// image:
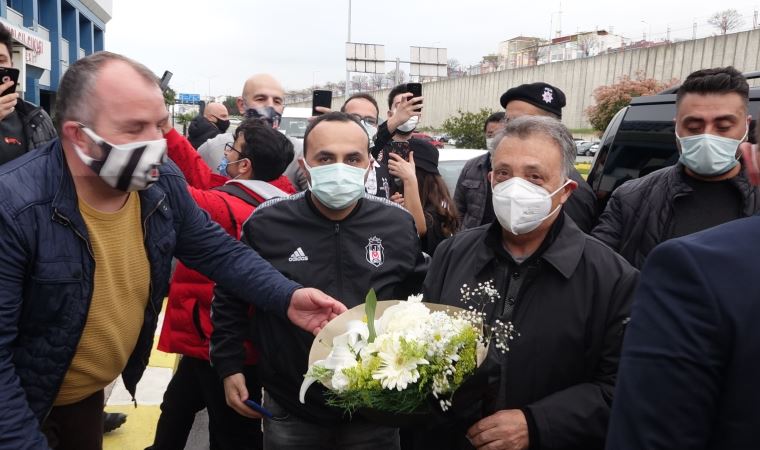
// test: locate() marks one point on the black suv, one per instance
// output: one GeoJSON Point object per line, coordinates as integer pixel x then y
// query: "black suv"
{"type": "Point", "coordinates": [641, 139]}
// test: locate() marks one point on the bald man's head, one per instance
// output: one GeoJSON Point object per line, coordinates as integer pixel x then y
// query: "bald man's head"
{"type": "Point", "coordinates": [215, 111]}
{"type": "Point", "coordinates": [260, 91]}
▬▬▬▬▬▬▬▬▬▬
→ VOTRE OBJECTIF
Convertissez toutes les lignes des données ci-dessus en une liste numérotée, en omettant les lignes vides. Laissez les images hors de votre réponse.

→ LA RÉPONSE
1. // image:
2. // test: locate() marks one point on the black suv, one per instance
3. // output: one GeoJSON Point object per line, coordinates as integer pixel x then y
4. // query: "black suv"
5. {"type": "Point", "coordinates": [641, 139]}
6. // test: locate() marks one point on the bald man's head, one per instance
7. // output: one GeoJSON Point object per line, coordinates as integer pixel x then y
8. // query: "bald man's head"
9. {"type": "Point", "coordinates": [215, 111]}
10. {"type": "Point", "coordinates": [260, 91]}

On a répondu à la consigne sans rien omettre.